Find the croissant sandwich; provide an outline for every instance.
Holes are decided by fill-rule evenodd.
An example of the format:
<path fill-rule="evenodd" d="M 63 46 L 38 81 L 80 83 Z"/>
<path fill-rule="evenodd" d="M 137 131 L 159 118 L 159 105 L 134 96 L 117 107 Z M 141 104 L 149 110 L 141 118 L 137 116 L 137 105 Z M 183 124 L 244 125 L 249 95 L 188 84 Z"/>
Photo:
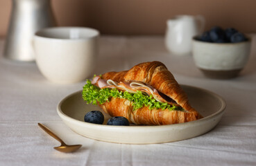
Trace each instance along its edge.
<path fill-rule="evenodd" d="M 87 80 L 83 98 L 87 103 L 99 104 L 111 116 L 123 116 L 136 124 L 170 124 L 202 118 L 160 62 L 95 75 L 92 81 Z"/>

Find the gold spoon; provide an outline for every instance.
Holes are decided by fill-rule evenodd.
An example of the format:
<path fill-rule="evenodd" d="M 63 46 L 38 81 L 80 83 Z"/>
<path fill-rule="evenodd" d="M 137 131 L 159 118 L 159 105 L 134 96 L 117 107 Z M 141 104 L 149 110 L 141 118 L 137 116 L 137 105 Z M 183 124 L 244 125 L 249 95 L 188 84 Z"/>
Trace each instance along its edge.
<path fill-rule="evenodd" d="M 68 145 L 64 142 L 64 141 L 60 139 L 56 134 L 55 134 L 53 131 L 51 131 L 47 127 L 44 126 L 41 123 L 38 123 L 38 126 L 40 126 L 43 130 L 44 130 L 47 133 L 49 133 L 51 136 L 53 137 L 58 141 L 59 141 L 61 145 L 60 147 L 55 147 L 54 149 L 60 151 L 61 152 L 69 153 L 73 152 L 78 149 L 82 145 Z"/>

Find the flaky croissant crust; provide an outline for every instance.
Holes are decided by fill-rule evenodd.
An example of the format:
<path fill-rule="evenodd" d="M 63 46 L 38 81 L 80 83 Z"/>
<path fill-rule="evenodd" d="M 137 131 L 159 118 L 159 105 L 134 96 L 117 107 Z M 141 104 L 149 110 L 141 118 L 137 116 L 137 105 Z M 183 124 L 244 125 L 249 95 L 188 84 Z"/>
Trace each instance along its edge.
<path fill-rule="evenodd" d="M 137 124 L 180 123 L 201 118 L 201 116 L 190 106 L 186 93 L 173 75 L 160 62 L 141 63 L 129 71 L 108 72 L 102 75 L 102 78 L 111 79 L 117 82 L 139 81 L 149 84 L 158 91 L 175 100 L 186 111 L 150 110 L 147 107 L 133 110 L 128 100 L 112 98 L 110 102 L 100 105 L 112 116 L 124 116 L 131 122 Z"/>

────

## Given exercise
Each record must be quoted in full and exactly. Do not include the pictures.

## Answer below
Find the croissant sandwich; provide an outline for every instance.
Holes are decided by fill-rule evenodd.
An example of the format:
<path fill-rule="evenodd" d="M 63 46 L 38 81 L 80 83 Z"/>
<path fill-rule="evenodd" d="M 137 131 L 159 118 L 159 105 L 134 96 L 117 107 Z M 141 104 L 149 110 L 141 118 L 137 116 L 137 105 Z M 183 124 L 244 125 L 249 95 L 188 84 Z"/>
Photo:
Trace each instance along its edge.
<path fill-rule="evenodd" d="M 87 80 L 83 98 L 87 103 L 99 104 L 111 116 L 123 116 L 136 124 L 170 124 L 202 118 L 160 62 L 95 75 L 92 81 Z"/>

Find the gold spoon; provide an outline for every instance.
Holes are decided by fill-rule evenodd.
An example of the format:
<path fill-rule="evenodd" d="M 63 46 L 38 81 L 80 83 Z"/>
<path fill-rule="evenodd" d="M 137 131 L 159 118 L 159 105 L 134 96 L 117 107 Z M 141 104 L 149 110 L 141 118 L 137 116 L 137 105 Z M 183 124 L 244 125 L 249 95 L 188 84 Z"/>
Trace each instance along its edge.
<path fill-rule="evenodd" d="M 68 145 L 64 142 L 64 141 L 60 139 L 56 134 L 55 134 L 53 131 L 51 131 L 47 127 L 44 126 L 41 123 L 38 123 L 38 126 L 40 126 L 43 130 L 44 130 L 47 133 L 49 133 L 51 136 L 53 137 L 58 141 L 59 141 L 61 145 L 60 147 L 55 147 L 54 149 L 60 151 L 61 152 L 69 153 L 73 152 L 78 149 L 82 145 Z"/>

Find the flaky croissant crust; provide an outline for every instance.
Holes are decided by fill-rule evenodd.
An example of the format:
<path fill-rule="evenodd" d="M 63 46 L 38 81 L 80 83 Z"/>
<path fill-rule="evenodd" d="M 137 131 L 159 118 L 159 105 L 134 96 L 117 107 Z M 141 104 L 149 110 L 141 118 L 137 116 L 137 105 Z M 183 124 L 244 125 L 249 95 L 188 84 Z"/>
Trace each instance along its edge.
<path fill-rule="evenodd" d="M 137 124 L 180 123 L 201 118 L 201 116 L 190 106 L 186 93 L 173 75 L 160 62 L 141 63 L 129 71 L 108 72 L 102 75 L 102 78 L 111 79 L 117 82 L 139 81 L 149 84 L 158 91 L 175 100 L 186 111 L 150 110 L 147 107 L 133 110 L 128 100 L 112 98 L 110 102 L 100 105 L 112 116 L 124 116 L 131 122 Z"/>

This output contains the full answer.